[INSTRUCTIONS FOR THE TASK]:
Copy out the listing from the line that contains "the white lamp." through the line that contains "x=126, y=107", swapping "call" for "endpoint" wherever it appears and leaving everything else unchanged. Give only those lines.

[BEGIN SUPPLIED MATERIAL]

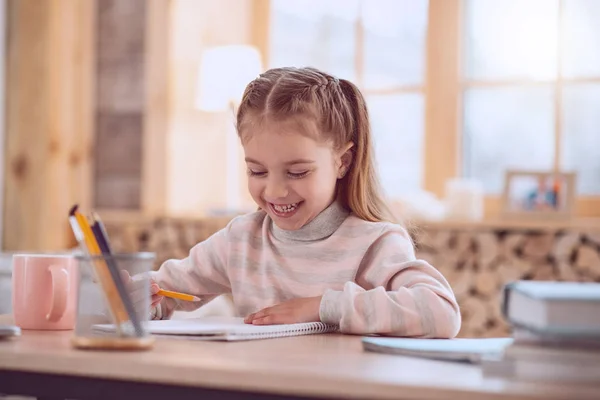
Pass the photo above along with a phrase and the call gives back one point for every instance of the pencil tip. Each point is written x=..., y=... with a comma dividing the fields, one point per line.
x=73, y=210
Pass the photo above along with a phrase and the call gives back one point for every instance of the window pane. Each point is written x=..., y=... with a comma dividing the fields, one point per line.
x=511, y=39
x=395, y=34
x=315, y=33
x=507, y=128
x=581, y=136
x=397, y=124
x=582, y=38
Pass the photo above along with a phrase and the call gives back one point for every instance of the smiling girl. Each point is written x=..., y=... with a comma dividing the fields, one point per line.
x=323, y=246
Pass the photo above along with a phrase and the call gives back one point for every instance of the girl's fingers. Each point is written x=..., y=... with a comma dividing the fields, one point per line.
x=155, y=300
x=266, y=320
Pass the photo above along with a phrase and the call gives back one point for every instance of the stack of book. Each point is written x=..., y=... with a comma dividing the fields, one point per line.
x=556, y=332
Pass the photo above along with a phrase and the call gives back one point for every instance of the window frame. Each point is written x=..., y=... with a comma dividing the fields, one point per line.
x=443, y=89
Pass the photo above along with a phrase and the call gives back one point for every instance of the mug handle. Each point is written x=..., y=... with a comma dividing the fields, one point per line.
x=60, y=292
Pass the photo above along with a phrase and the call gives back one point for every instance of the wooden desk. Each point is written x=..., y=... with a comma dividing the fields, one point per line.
x=325, y=366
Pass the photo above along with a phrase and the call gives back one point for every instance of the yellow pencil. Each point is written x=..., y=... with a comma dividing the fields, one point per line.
x=177, y=295
x=116, y=306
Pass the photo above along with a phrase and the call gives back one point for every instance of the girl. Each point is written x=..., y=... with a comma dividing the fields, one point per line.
x=322, y=246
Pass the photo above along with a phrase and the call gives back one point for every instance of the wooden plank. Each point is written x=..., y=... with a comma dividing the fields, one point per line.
x=48, y=129
x=443, y=94
x=121, y=102
x=156, y=114
x=260, y=29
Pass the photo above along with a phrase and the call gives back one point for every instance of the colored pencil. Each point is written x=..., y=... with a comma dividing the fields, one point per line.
x=177, y=295
x=83, y=232
x=102, y=239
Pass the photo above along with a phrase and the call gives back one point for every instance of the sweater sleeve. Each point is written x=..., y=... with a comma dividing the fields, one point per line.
x=202, y=273
x=394, y=294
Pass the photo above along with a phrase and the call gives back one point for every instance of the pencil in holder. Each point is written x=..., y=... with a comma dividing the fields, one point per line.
x=113, y=301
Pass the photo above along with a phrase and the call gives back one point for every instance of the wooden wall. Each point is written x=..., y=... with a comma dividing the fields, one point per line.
x=86, y=118
x=49, y=100
x=119, y=114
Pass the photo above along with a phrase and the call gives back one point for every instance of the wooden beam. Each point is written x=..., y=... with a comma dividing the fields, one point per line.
x=260, y=29
x=49, y=121
x=156, y=114
x=442, y=104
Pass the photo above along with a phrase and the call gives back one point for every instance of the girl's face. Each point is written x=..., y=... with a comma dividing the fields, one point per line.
x=290, y=175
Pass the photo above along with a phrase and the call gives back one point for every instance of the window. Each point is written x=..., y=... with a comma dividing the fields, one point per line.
x=531, y=89
x=462, y=87
x=381, y=46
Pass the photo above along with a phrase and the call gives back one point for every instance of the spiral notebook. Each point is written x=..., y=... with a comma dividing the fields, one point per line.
x=227, y=329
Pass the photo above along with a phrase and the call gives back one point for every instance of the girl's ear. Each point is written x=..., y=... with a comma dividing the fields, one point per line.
x=345, y=160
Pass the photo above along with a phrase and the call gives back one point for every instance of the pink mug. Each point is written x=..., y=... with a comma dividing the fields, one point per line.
x=44, y=291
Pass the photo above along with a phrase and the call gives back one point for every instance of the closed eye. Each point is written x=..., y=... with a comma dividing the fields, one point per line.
x=297, y=175
x=256, y=173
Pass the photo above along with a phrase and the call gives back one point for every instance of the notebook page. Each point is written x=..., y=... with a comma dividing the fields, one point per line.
x=458, y=349
x=227, y=328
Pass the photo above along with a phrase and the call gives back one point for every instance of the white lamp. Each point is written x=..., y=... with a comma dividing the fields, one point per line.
x=222, y=77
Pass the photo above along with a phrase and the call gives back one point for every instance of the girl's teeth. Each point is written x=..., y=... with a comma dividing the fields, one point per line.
x=285, y=208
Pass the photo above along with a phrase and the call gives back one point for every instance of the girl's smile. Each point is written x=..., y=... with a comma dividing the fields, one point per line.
x=291, y=176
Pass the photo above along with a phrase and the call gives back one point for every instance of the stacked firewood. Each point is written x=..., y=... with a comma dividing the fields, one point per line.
x=476, y=262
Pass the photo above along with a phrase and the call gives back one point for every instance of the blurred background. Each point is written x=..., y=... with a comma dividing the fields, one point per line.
x=126, y=107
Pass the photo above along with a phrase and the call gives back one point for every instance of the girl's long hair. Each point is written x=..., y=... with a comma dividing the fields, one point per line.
x=338, y=110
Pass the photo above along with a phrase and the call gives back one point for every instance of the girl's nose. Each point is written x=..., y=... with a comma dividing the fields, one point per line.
x=276, y=189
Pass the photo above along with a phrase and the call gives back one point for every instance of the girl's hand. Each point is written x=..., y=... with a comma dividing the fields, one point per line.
x=289, y=312
x=138, y=290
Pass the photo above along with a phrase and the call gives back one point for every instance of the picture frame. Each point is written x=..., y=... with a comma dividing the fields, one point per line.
x=538, y=194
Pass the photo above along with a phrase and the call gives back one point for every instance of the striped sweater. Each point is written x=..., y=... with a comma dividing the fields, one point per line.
x=366, y=272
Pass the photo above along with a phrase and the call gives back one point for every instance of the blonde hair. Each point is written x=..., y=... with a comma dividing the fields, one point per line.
x=340, y=113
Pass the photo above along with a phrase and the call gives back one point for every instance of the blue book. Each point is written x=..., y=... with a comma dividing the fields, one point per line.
x=557, y=309
x=459, y=349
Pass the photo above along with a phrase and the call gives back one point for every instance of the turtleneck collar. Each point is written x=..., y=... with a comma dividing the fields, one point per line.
x=321, y=227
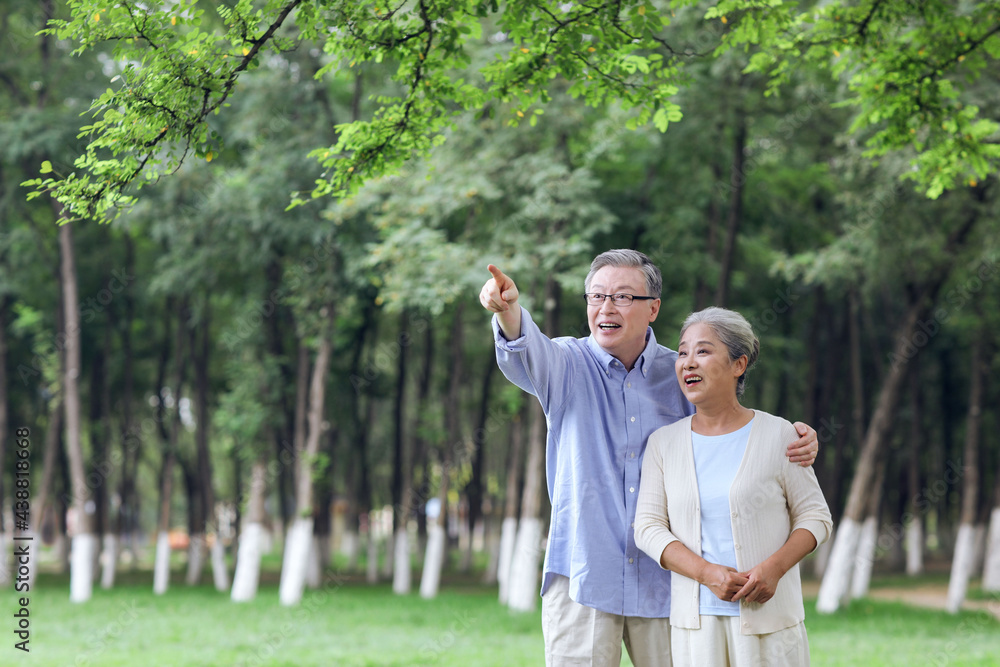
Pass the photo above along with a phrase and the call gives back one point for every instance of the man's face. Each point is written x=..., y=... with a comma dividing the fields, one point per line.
x=621, y=331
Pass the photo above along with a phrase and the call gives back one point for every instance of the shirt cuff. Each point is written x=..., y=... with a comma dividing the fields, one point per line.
x=518, y=344
x=658, y=544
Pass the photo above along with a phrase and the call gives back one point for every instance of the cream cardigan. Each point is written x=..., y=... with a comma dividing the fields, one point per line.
x=770, y=498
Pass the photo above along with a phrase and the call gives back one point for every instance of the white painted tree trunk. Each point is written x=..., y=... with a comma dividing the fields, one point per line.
x=522, y=589
x=196, y=559
x=915, y=547
x=371, y=572
x=822, y=558
x=837, y=578
x=109, y=560
x=961, y=567
x=864, y=561
x=430, y=578
x=60, y=548
x=161, y=566
x=991, y=565
x=350, y=546
x=978, y=547
x=248, y=554
x=508, y=535
x=388, y=569
x=82, y=567
x=295, y=561
x=220, y=575
x=401, y=562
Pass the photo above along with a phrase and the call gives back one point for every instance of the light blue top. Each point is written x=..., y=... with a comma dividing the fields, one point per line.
x=599, y=417
x=717, y=458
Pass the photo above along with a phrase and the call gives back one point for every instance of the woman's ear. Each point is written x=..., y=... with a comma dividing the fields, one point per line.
x=740, y=366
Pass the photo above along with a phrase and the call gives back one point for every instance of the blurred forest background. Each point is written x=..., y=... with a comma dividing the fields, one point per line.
x=248, y=371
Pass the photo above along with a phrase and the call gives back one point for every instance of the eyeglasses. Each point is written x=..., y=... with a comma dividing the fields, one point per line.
x=595, y=299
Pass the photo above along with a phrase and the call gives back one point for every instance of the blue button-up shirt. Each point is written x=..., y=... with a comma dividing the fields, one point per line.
x=599, y=417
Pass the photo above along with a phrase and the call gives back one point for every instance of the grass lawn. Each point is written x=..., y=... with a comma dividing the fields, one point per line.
x=349, y=623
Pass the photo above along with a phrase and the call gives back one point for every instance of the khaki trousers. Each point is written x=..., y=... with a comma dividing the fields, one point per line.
x=719, y=644
x=577, y=635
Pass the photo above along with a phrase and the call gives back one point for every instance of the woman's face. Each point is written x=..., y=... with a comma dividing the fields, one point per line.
x=703, y=367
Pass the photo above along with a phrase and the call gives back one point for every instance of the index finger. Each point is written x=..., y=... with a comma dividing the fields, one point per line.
x=498, y=275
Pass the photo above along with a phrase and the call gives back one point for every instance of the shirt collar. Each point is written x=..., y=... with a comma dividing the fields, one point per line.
x=643, y=363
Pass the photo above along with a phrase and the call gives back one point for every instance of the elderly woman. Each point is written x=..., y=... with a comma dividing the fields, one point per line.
x=723, y=509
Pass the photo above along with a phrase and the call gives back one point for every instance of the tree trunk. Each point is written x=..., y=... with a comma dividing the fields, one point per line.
x=508, y=530
x=84, y=539
x=161, y=566
x=836, y=579
x=915, y=526
x=714, y=220
x=737, y=185
x=991, y=564
x=402, y=472
x=864, y=560
x=437, y=542
x=251, y=544
x=430, y=579
x=908, y=345
x=522, y=590
x=964, y=560
x=5, y=571
x=474, y=488
x=298, y=542
x=130, y=441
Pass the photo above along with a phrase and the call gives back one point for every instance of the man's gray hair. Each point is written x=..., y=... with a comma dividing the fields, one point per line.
x=735, y=333
x=628, y=259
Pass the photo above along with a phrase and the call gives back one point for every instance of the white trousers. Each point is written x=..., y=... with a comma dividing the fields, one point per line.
x=577, y=635
x=719, y=644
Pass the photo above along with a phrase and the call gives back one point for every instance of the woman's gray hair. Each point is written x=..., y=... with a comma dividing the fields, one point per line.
x=735, y=333
x=628, y=259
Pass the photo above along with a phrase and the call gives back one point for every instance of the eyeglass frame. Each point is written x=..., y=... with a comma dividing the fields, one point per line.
x=604, y=297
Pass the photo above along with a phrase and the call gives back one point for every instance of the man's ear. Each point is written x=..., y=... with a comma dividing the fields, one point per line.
x=654, y=310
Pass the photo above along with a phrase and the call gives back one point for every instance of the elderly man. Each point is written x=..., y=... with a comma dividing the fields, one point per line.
x=603, y=396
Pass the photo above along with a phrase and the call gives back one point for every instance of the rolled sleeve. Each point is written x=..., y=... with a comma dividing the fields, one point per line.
x=518, y=344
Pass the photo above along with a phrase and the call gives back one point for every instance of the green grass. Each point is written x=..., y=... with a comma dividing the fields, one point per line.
x=349, y=623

[END SUPPLIED MATERIAL]

[CORRECT OUTPUT]:
Pass the photo above along with a phrase and the endpoint gives back one point for every instance of the white lamp. Each point is written x=..., y=... with a comma dividing the fields, one point per line.
x=222, y=77
Pass the photo above along with a phrase and the endpoint gives back one point for every instance of the girl's teeth. Each point is written x=..., y=... with a comma dividing the fields, one point per line.
x=285, y=208
Pass the photo above along with a phrase and the endpoint gives back one point for every instance of the girl's smile. Each point is written x=..., y=... with a comma dividing the fields, one point per line.
x=291, y=176
Pass the photo above along with a phrase and the endpoint gives back one point for every instance of the stacked firewood. Each point is written x=..., y=... with a comma dividing the fields, one point per line.
x=476, y=262
Pass the photo above along with a phrase and the endpoint gives back one point for every instance of the blurred background. Each point is written x=..., y=... with a comma dividing the fields, one point per line.
x=126, y=107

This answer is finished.